During the 1880s and 1890s the central business district (CBD) of Los Angeles was located around Spring and Main streets from just south of the Los Angeles Plaza to Second Street. Of the old CBD not a single building remains except at the extreme southern edge below 2nd Street, as all structures from this period were razed to make way for the construction of the Civic Center during the 1930s–1950s.[1][2]

History[edit]

Prior to the completion of the transcontinental railroad, Los Angeles was a small town (population 1860: 4,385; 1870: 5,728) of low-lying adobe and brick buildings. Most businesses were located on or nearby the Plaza. With the arrival of the railroad the city grew in population, almost quintupling in ten years (1880: 11,183, 1890: 50,395) and businesses opened further south and west away from the Plaza; especially along Spring and Main, reaching southward to Temple, First, and Second streets.[1][2]

After the turn of the 20th century, banks, hotels, and retailers would establish much larger buildings along Spring and Broadway from Third Street southward, in the area today called the Historic Core; the central business district would shift to the area between Third and Ninth streets: along Broadway for retail, cinemas, and restaurants; and along Spring Street for banks and financial businesses, the Spring Street Financial District.[1][2]

The blocks north of Second Street lost prestige and began to house businesses catering to working-class and Spanish-speaking Angelenos; the buildings deteriorated.[1][2]

Streets[edit]

The area contained many streets which no longer exist or only exist outside the boundaries of the 1880s-1890s CBD; these include: Arcadia St., Buena Vista St., Center Pl., Commercial St., Ferguson St., Franklin St., Marchessault St. (now Paseo de la Plaza), Market Ct., New High St., Nigger Alley, and Requena St.

○ ○ ○ ○ ○ ○ ○

§ EXERCISES
• 1. Answer these from the text on the old Los Angeles business district:
(a) Around which two streets was the business district located in the 1880s and 1890s?
(b) What were the structures from that period razed to make way for?
(c) After the turn of the 20th century, along which street did retail, cinemas, and restaurants locate?
• 2. List every population figure the text on the old Los Angeles business district gives, each with its year.
• 3. Extend the text on the old Los Angeles business district, starting after its last sentence.
The records that come next are separate material and have no connection to the text on the old Los Angeles business district.

○ ○ ○ ○ ○ ○ ○

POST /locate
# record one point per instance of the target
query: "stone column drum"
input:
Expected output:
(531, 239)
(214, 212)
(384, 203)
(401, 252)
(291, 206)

○ ○ ○ ○ ○ ○ ○

§ ANSWERS TO EACH TASK
• 1.
(a) Spring and Main streets.
(b) The construction of the Civic Center during the 1930s–1950s.
(c) Broadway.

• 2.
1860: 4,385
1870: 5,728
1880: 11,183
1890: 50,395

• 3.
Maps of the area from Hill St. east to Los Angeles St. and from the Plaza south to 2nd St. in 1886, left; and today, right:

Sanborn Fire Insurance Map of the Los Angeles CBD in 1886 2019 map (Hill St. E to San Pedro St., Plaza S to 2nd St.)

Buildings[edit]

Sources: Los Angeles Times,[2] Water & Power Associates[1] Centrally located businesses and institutions in the 1880s-1890s CBD area are listed; some were built after 1900 when the area formed part of a larger CBD, but all were demolished for the construction of the Civic Center.

Mixed-use blocks[edit]

Arcadia Block, 1870s
  • Arcadia Block, Arcadia, NW corner of Los Angeles Street. Built by Abel Stearns in 1858 for $80,000. Razed in 1927.[3]
Baker Block, Los Angeles, around 1880
  • Baker Block, Second Empire architecture, SE corner Main and Arcadia, 1875 (third floor added 1878). Built on the site of Don Abel Stearns' 1835-8 adobe "palacio" (mansion), Col. Robert S. Baker having married Stearns' widow, Arcadia Bandini de Stearns; when built, it was called the "finest emporium of commerce south of San Francisco". The ground floor housed retail tenants such as B. F. Coulter (at one time), George D. Rowan and Eugene Germain; the second floor was offices, and the third floor held the city's most upscale apartments. By the 1930s, the block housed Goodwill Industries.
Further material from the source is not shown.